Regional electric energy reliability organization

The Northeast Power Coordinating Council (NPCC) was formed on January 19, 1966, as a successor to the Canada–United States Eastern Interconnection (CANUSE). It was established to improve the reliability of electric service. NPCC is one of six regional entities under North American Electric Reliability Corporation (NERC) authority. NERC and the regional reliability councils were formed following the Northeast Blackout of 1965. NPCC's offices are located in New York City, New York.

The NPCC region lies within the Eastern Interconnection and encompasses the greater New England area of North America, covering all the States of Maine, Vermont, New Hampshire, Massachusetts, New York, Connecticut, Rhode Island, and the Provinces of Ontario, Québec, New Brunswick, and Nova Scotia. NPCC also has ties to non-NERC systems in eastern Canada. In terms of load served, NPCC accounts for 20% of the Eastern interconnection's total load demand, and 70% of Canada's entire demand.

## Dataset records
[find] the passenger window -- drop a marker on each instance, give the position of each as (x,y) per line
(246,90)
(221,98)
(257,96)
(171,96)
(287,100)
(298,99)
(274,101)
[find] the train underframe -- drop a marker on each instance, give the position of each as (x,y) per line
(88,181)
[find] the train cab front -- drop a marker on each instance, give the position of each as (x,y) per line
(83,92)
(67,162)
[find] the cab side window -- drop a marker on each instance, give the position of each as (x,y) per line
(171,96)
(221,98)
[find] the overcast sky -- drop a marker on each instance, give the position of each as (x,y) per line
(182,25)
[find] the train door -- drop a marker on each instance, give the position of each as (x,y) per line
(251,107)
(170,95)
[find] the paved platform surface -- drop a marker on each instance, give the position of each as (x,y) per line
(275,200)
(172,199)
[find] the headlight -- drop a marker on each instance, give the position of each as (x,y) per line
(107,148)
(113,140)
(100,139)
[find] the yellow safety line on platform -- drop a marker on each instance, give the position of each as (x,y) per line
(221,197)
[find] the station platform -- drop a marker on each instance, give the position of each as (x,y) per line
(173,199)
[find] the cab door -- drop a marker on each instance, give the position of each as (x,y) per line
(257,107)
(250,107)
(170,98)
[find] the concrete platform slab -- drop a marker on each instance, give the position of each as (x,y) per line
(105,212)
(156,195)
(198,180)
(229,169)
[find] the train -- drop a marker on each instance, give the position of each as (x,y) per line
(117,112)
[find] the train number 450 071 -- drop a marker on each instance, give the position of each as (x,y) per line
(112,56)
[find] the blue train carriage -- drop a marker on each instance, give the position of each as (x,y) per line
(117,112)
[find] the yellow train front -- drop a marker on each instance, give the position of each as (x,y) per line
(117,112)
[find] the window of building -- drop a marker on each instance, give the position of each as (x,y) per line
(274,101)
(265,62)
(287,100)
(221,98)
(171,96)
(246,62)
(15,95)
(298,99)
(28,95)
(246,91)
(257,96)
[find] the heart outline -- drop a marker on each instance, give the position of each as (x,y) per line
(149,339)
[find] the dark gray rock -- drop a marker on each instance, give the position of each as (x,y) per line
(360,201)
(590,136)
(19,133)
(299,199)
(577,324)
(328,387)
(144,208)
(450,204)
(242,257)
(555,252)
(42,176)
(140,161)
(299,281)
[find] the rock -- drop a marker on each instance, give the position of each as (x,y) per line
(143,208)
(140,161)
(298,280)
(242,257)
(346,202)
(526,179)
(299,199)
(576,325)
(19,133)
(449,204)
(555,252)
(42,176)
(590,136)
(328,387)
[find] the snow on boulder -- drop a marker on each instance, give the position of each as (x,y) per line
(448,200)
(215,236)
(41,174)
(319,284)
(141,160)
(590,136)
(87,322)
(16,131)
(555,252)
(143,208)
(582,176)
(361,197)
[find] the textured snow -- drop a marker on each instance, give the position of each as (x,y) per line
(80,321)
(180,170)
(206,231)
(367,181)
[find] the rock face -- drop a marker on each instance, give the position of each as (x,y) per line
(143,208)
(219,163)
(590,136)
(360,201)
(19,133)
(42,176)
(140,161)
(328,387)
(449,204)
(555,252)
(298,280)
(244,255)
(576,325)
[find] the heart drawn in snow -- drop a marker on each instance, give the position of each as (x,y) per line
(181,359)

## Exercise 1
Reproduce word for word the stretch of the NPCC text from "The NPCC region" through "Canada's entire demand.".
## Exercise 2
Extend the text on the Northeast Power Coordinating Council past its final sentence.

## Answer 1
The NPCC region lies within the Eastern Interconnection and encompasses the greater New England area of North America, covering all the States of Maine, Vermont, New Hampshire, Massachusetts, New York, Connecticut, Rhode Island, and the Provinces of Ontario, Québec, New Brunswick, and Nova Scotia. NPCC also has ties to non-NERC systems in eastern Canada. In terms of load served, NPCC accounts for 20% of the Eastern interconnection's total load demand, and 70% of Canada's entire demand.

## Answer 2
The Hydro-Québec system, which encompasses all of Québec, is commonly considered part of the Eastern Interconnection, even though it is technically a separate interconnection. It is connected to the rest of the NPCC and Eastern Interconnection through four high voltage direct current ties.

At the time of its formation in 1966, NPCC had 22 utility systems as members. As of 2019, NPCC has 90 members.